イスラム国とクルド独立(1)イスラム国と世界のジレンマ

●ISが「クルド民族の国づくりの触媒」

  • イスラム国の攻勢・攻撃はクルドの「ネイション・ビルディング」に一役買っている。分かりやすく言えば、「クルド民族の国づくりの触媒」として促進しているのはイスラム国でもあるということだ。クルドがこれほどはっきりと独立国家への道を歩むようになった原因は、ひとえにイスラム国の攻撃によってクルド人たちが結束を固めるようになったからで、従来国ごとに分かれ対立していた彼らの大同団結や一体性を回復しようという動きにつながった。
  • クルドとイスラム国は共に、イラクとシリア国家の分裂によって残された政治的な真空を満たそうとして、この機会を利用している。これは、双方にとって、単なる自治ではなく高度な自治を確保し、さらに事実上の独立を経て最終的に公式に独立するための道筋を担保する条件を今つくっているということだ。
  • シリアのクルド人居住地域(俗称「ロジャヴァ」)は、2012年夏に事実上の自治を獲得している。そして、シリアの国境を超え、北イラクのクルド地域政府に協力を求める可能性が新たに生じてきた。従来、シリアとイラクのクルド人は仲たがいしていたが、クルド地域政府がイラク・シリア間の国境を横断した協力のためハブル川に橋をつくるなど、緊密な協力を約束し、無視することのできない共通の敵であるイスラム国に対峙しようとした。すなわち、クルド人たちが、歴史上初めて互いに団結する構図が出てきている。
イスラム国とクルド独立(2)イスラム国vsクルド~中東の新たな対決構図

●イラク政府はもはやバイプレーヤーにすぎない

  • イラク政府はもはやバイプレーヤーにすぎず、主要なプレーヤーはクルド地域政府とイスラム国になる。イスラム国は8月3日、クルド地域政府に対する攻撃を開始して、両者の対立は深まっていった。
イスラム国とクルド独立(2)イスラム国vsクルド~中東の新たな対決構図
  • イラクがクルドに資金を分配せずに孤立させたことが、クルドにとって、統一した軍隊として事実上の初代国防軍整備に功を奏したとも言える。つまり、イラク中央政府こそが、クルド指導部を独立へと近づけている要因だという点を見落としてはいけない。

データセット
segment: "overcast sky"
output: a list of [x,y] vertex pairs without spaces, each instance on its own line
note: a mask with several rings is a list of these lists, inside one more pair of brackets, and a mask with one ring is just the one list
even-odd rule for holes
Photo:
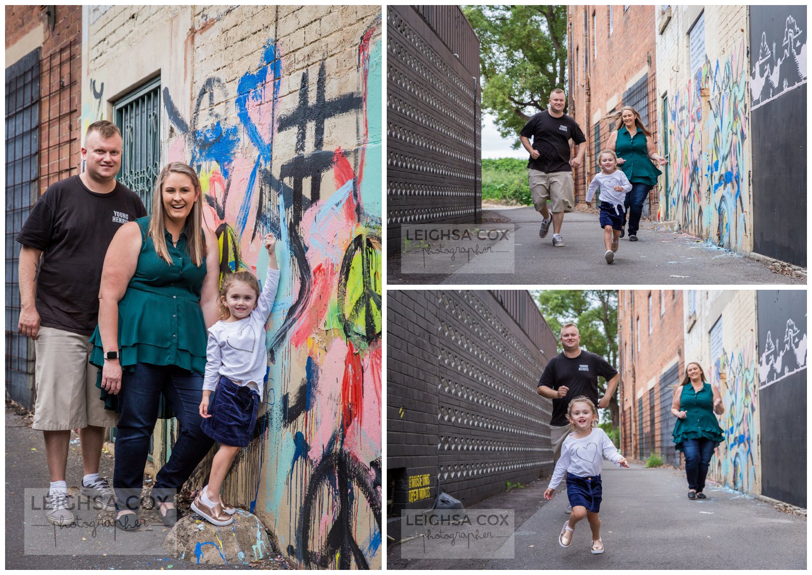
[[[516,135],[518,138],[518,134]],[[482,114],[482,157],[517,157],[526,160],[529,157],[524,148],[514,150],[511,148],[512,140],[499,135],[494,124],[494,117],[490,114]]]

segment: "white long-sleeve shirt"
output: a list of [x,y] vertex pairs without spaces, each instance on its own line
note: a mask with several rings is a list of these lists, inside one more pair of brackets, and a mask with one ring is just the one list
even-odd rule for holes
[[[617,191],[615,186],[621,186],[623,191]],[[601,201],[611,204],[612,205],[623,205],[626,200],[626,194],[632,191],[632,184],[626,178],[623,170],[615,169],[611,174],[598,172],[592,178],[589,189],[586,191],[587,203],[592,201],[592,196],[595,195],[598,188],[601,191]]]
[[265,324],[274,307],[279,284],[279,270],[269,267],[257,307],[242,320],[221,320],[209,328],[203,389],[214,391],[220,375],[225,375],[239,385],[256,384],[262,399],[262,380],[268,368]]
[[565,472],[578,477],[599,475],[603,469],[603,456],[615,464],[623,459],[609,436],[600,427],[593,427],[590,435],[581,439],[569,434],[561,446],[561,457],[547,487],[557,487]]

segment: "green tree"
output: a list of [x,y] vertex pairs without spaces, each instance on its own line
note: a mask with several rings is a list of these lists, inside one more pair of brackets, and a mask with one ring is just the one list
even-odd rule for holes
[[[573,323],[581,333],[581,346],[618,367],[617,292],[614,290],[551,290],[533,294],[547,325],[558,337],[561,326]],[[598,388],[606,393],[606,381]],[[620,425],[617,392],[609,401],[614,427]]]
[[482,109],[518,148],[519,131],[547,109],[550,91],[566,89],[567,7],[467,6],[463,11],[479,36]]

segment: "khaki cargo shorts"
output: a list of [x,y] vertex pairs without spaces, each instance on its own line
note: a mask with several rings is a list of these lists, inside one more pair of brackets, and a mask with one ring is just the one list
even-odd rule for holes
[[572,172],[541,172],[532,168],[529,172],[530,195],[537,212],[541,212],[551,200],[550,211],[572,212],[575,207]]
[[40,326],[37,351],[34,429],[56,431],[89,425],[114,427],[96,387],[98,369],[88,363],[90,336]]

課題の指示
イスラム国とクルドについての出典から、「イスラム国とクルド独立(1)イスラム国と世界のジレンマ」で始まり「両者の対立は深まっていった。」で終わる部分を一字一句違えずに書き出してください。

回答
イスラム国とクルド独立(1)イスラム国と世界のジレンマ

●ISが「クルド民族の国づくりの触媒」

  • イスラム国の攻勢・攻撃はクルドの「ネイション・ビルディング」に一役買っている。分かりやすく言えば、「クルド民族の国づくりの触媒」として促進しているのはイスラム国でもあるということだ。クルドがこれほどはっきりと独立国家への道を歩むようになった原因は、ひとえにイスラム国の攻撃によってクルド人たちが結束を固めるようになったからで、従来国ごとに分かれ対立していた彼らの大同団結や一体性を回復しようという動きにつながった。
  • クルドとイスラム国は共に、イラクとシリア国家の分裂によって残された政治的な真空を満たそうとして、この機会を利用している。これは、双方にとって、単なる自治ではなく高度な自治を確保し、さらに事実上の独立を経て最終的に公式に独立するための道筋を担保する条件を今つくっているということだ。
  • シリアのクルド人居住地域(俗称「ロジャヴァ」)は、2012年夏に事実上の自治を獲得している。そして、シリアの国境を超え、北イラクのクルド地域政府に協力を求める可能性が新たに生じてきた。従来、シリアとイラクのクルド人は仲たがいしていたが、クルド地域政府がイラク・シリア間の国境を横断した協力のためハブル川に橋をつくるなど、緊密な協力を約束し、無視することのできない共通の敵であるイスラム国に対峙しようとした。すなわち、クルド人たちが、歴史上初めて互いに団結する構図が出てきている。
イスラム国とクルド独立(2)イスラム国vsクルド~中東の新たな対決構図

●イラク政府はもはやバイプレーヤーにすぎない

  • イラク政府はもはやバイプレーヤーにすぎず、主要なプレーヤーはクルド地域政府とイスラム国になる。イスラム国は8月3日、クルド地域政府に対する攻撃を開始して、両者の対立は深まっていった。